— What is needed —
Retype the whole listing exactly. Leave out pictures.
** Data supplied follows **
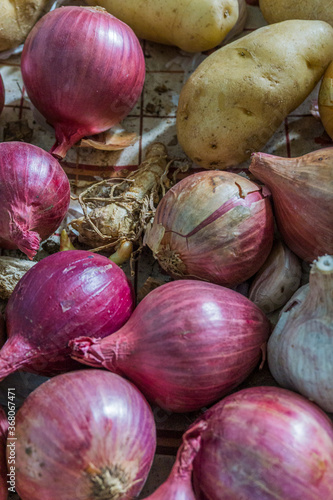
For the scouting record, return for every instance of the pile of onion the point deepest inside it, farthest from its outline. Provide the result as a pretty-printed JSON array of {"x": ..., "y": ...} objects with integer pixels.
[
  {"x": 187, "y": 344},
  {"x": 3, "y": 462},
  {"x": 83, "y": 70},
  {"x": 84, "y": 435},
  {"x": 302, "y": 197},
  {"x": 62, "y": 296},
  {"x": 34, "y": 194},
  {"x": 214, "y": 226},
  {"x": 2, "y": 94},
  {"x": 264, "y": 443}
]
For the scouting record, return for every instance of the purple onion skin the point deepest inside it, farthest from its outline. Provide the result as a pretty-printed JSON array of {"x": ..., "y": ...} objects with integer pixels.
[
  {"x": 186, "y": 345},
  {"x": 3, "y": 462},
  {"x": 2, "y": 94},
  {"x": 265, "y": 443},
  {"x": 62, "y": 296},
  {"x": 83, "y": 70},
  {"x": 80, "y": 427},
  {"x": 34, "y": 194}
]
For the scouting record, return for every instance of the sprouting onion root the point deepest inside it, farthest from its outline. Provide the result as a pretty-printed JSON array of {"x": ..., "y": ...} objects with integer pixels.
[{"x": 118, "y": 210}]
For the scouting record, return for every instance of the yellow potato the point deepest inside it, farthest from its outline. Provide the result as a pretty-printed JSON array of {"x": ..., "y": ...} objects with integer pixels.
[
  {"x": 193, "y": 26},
  {"x": 17, "y": 17},
  {"x": 239, "y": 95},
  {"x": 275, "y": 11}
]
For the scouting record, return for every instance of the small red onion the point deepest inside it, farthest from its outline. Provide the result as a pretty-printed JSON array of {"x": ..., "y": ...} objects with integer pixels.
[
  {"x": 214, "y": 226},
  {"x": 187, "y": 344},
  {"x": 34, "y": 193},
  {"x": 83, "y": 70},
  {"x": 3, "y": 462},
  {"x": 264, "y": 443},
  {"x": 84, "y": 435},
  {"x": 64, "y": 295},
  {"x": 2, "y": 94},
  {"x": 178, "y": 485}
]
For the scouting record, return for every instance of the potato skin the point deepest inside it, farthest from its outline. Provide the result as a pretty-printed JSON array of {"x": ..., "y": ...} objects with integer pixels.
[
  {"x": 239, "y": 95},
  {"x": 193, "y": 26},
  {"x": 275, "y": 11},
  {"x": 16, "y": 20}
]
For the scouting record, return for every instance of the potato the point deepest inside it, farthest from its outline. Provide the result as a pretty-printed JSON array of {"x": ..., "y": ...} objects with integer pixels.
[
  {"x": 239, "y": 95},
  {"x": 191, "y": 25},
  {"x": 275, "y": 11},
  {"x": 16, "y": 20}
]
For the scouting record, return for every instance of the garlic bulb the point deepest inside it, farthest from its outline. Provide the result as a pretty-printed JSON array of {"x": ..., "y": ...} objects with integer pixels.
[
  {"x": 11, "y": 271},
  {"x": 303, "y": 199},
  {"x": 277, "y": 280},
  {"x": 300, "y": 349}
]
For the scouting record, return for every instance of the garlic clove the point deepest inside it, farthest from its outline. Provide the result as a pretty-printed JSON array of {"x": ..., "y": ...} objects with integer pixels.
[
  {"x": 300, "y": 348},
  {"x": 302, "y": 196},
  {"x": 277, "y": 280}
]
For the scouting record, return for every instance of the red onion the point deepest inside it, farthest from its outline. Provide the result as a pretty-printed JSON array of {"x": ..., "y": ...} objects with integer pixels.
[
  {"x": 264, "y": 443},
  {"x": 83, "y": 70},
  {"x": 34, "y": 193},
  {"x": 187, "y": 344},
  {"x": 3, "y": 462},
  {"x": 178, "y": 485},
  {"x": 2, "y": 94},
  {"x": 84, "y": 435},
  {"x": 64, "y": 295},
  {"x": 214, "y": 226}
]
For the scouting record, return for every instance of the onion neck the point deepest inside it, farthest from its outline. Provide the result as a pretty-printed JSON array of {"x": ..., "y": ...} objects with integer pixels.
[
  {"x": 109, "y": 482},
  {"x": 66, "y": 137},
  {"x": 15, "y": 354},
  {"x": 320, "y": 296}
]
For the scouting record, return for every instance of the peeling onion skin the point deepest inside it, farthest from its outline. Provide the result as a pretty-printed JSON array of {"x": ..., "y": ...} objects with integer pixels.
[
  {"x": 34, "y": 194},
  {"x": 83, "y": 70},
  {"x": 77, "y": 432},
  {"x": 300, "y": 349},
  {"x": 2, "y": 94},
  {"x": 187, "y": 344},
  {"x": 265, "y": 443},
  {"x": 302, "y": 197},
  {"x": 214, "y": 226},
  {"x": 59, "y": 298},
  {"x": 3, "y": 463}
]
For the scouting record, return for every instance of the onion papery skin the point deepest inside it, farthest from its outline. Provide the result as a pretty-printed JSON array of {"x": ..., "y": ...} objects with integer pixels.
[
  {"x": 302, "y": 197},
  {"x": 300, "y": 349},
  {"x": 84, "y": 435},
  {"x": 265, "y": 443},
  {"x": 62, "y": 296},
  {"x": 83, "y": 70},
  {"x": 214, "y": 226},
  {"x": 34, "y": 194},
  {"x": 2, "y": 94},
  {"x": 186, "y": 344},
  {"x": 3, "y": 462},
  {"x": 178, "y": 485}
]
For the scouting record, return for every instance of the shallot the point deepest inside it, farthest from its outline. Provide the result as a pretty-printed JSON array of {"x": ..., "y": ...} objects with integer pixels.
[
  {"x": 300, "y": 349},
  {"x": 264, "y": 443},
  {"x": 186, "y": 344},
  {"x": 62, "y": 296},
  {"x": 84, "y": 435},
  {"x": 212, "y": 225},
  {"x": 83, "y": 70},
  {"x": 34, "y": 193},
  {"x": 302, "y": 197}
]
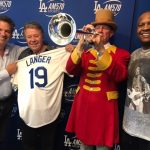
** End of Data supplied **
— Exercise response —
For the scouting record, return for every instance of the pile of onion the point deepest inside it, farthest from its outline. Provide the result as a pretty-printed JSON array of {"x": ..., "y": ...} objects with integer pixels.
[
  {"x": 187, "y": 344},
  {"x": 3, "y": 462},
  {"x": 83, "y": 70},
  {"x": 84, "y": 435},
  {"x": 302, "y": 197},
  {"x": 62, "y": 296},
  {"x": 34, "y": 194},
  {"x": 214, "y": 226},
  {"x": 2, "y": 94},
  {"x": 264, "y": 443}
]
For the scouting record, return for every instance of the purple onion skin the point deepest inside it, farthest from its outline. Provide the result as a pretty-printed JSON array of {"x": ..., "y": ...} objects with integer pixels.
[
  {"x": 186, "y": 345},
  {"x": 3, "y": 462},
  {"x": 2, "y": 94},
  {"x": 265, "y": 443},
  {"x": 62, "y": 296},
  {"x": 83, "y": 70},
  {"x": 80, "y": 427},
  {"x": 34, "y": 194}
]
For the scouting record, return for every instance of the sprouting onion root the point deepest inside it, farthest from its outline. Provide the result as a pretty-printed JSON array of {"x": ..., "y": ...} objects with integer pixels.
[{"x": 118, "y": 210}]
For the scouting record, return for every instance of the yellow potato the point deepest inside it, farthest from its outline. Provide the result as a pretty-printed JSON array of {"x": ..., "y": ...} objects with integer pixels.
[
  {"x": 193, "y": 26},
  {"x": 17, "y": 17},
  {"x": 239, "y": 95},
  {"x": 275, "y": 11}
]
For the scouting record, return for every instance of the small red onion the point deepest inside it, farthest from its outline. Provide the result as a pretty-printed JSON array of {"x": ..., "y": ...} objects with integer pixels.
[
  {"x": 214, "y": 226},
  {"x": 187, "y": 344},
  {"x": 34, "y": 193},
  {"x": 83, "y": 70},
  {"x": 3, "y": 462},
  {"x": 264, "y": 443},
  {"x": 84, "y": 435},
  {"x": 64, "y": 295},
  {"x": 2, "y": 94},
  {"x": 178, "y": 485}
]
For the scouting record, return for every instance of the potato skin the point deepest inside it, farthest from its outline. Provide the result as a pretty-printed JSON array of {"x": ..., "y": ...} objects with integer pixels.
[
  {"x": 239, "y": 95},
  {"x": 193, "y": 26},
  {"x": 275, "y": 11},
  {"x": 16, "y": 20}
]
For the scouting record, return for every instance of the potato the point deepest inside it, farthest from its outline. Provide the result as a pretty-printed JSON array of {"x": ..., "y": ...} objects with integer pixels.
[
  {"x": 239, "y": 95},
  {"x": 191, "y": 25},
  {"x": 275, "y": 11},
  {"x": 16, "y": 20}
]
For the scouting record, return for every instance of the garlic bulb the point deepest inside it, farthest from its outline. Provide the result as a pretty-printed JSON array of {"x": ..., "y": ...} objects with integer pixels.
[
  {"x": 11, "y": 271},
  {"x": 303, "y": 199},
  {"x": 277, "y": 280},
  {"x": 300, "y": 349}
]
For the scouting record, return for every instance of the garlic clove the point deepest inside it, farthest from its outline. Provide the result as a pretty-printed JSON array of {"x": ..., "y": ...} objects with integer pixels.
[
  {"x": 300, "y": 348},
  {"x": 302, "y": 196},
  {"x": 277, "y": 280}
]
For the scouting record, return for every instance of the red onion the point deepest inside it, farthest from its outline. Provide the result as a pretty-printed JSON array of {"x": ..., "y": ...} objects with integer pixels.
[
  {"x": 264, "y": 443},
  {"x": 83, "y": 70},
  {"x": 34, "y": 193},
  {"x": 187, "y": 344},
  {"x": 3, "y": 462},
  {"x": 178, "y": 485},
  {"x": 2, "y": 94},
  {"x": 84, "y": 435},
  {"x": 64, "y": 295},
  {"x": 214, "y": 226}
]
For the scouting record, return for every instance of the onion neck the point deepest inside it, farthest from its outline. Provide the result as a pretty-printed JSON array of {"x": ..., "y": ...} objects with integer pixels.
[
  {"x": 109, "y": 482},
  {"x": 66, "y": 137},
  {"x": 15, "y": 354},
  {"x": 320, "y": 296}
]
For the scouting record, return for every instance of the peeling onion skin the point deepest inside it, farthest from its outline. Provide the result as a pretty-printed JSON array of {"x": ..., "y": ...} objects with integer pixels.
[
  {"x": 34, "y": 194},
  {"x": 83, "y": 70},
  {"x": 77, "y": 432},
  {"x": 300, "y": 349},
  {"x": 2, "y": 94},
  {"x": 187, "y": 344},
  {"x": 265, "y": 443},
  {"x": 302, "y": 197},
  {"x": 214, "y": 226},
  {"x": 59, "y": 298},
  {"x": 3, "y": 463}
]
For the scouting record, return for every instance of the onion papery skin the point deepest inside it, farthest from its outline. Provide the result as a pretty-printed JSON array of {"x": ..., "y": ...} objects with integer pixels.
[
  {"x": 302, "y": 197},
  {"x": 300, "y": 349},
  {"x": 84, "y": 435},
  {"x": 265, "y": 443},
  {"x": 62, "y": 296},
  {"x": 83, "y": 70},
  {"x": 214, "y": 226},
  {"x": 34, "y": 194},
  {"x": 2, "y": 94},
  {"x": 186, "y": 344},
  {"x": 3, "y": 462},
  {"x": 178, "y": 485}
]
For the scouting record, return for every instance of the shallot the point deepest inside it, farthest from its outline. Provide the result as a pretty-printed JSON array of {"x": ..., "y": ...} objects with integer pixels.
[
  {"x": 300, "y": 349},
  {"x": 264, "y": 443},
  {"x": 186, "y": 344},
  {"x": 62, "y": 296},
  {"x": 84, "y": 435},
  {"x": 212, "y": 225},
  {"x": 83, "y": 70},
  {"x": 34, "y": 193},
  {"x": 302, "y": 197}
]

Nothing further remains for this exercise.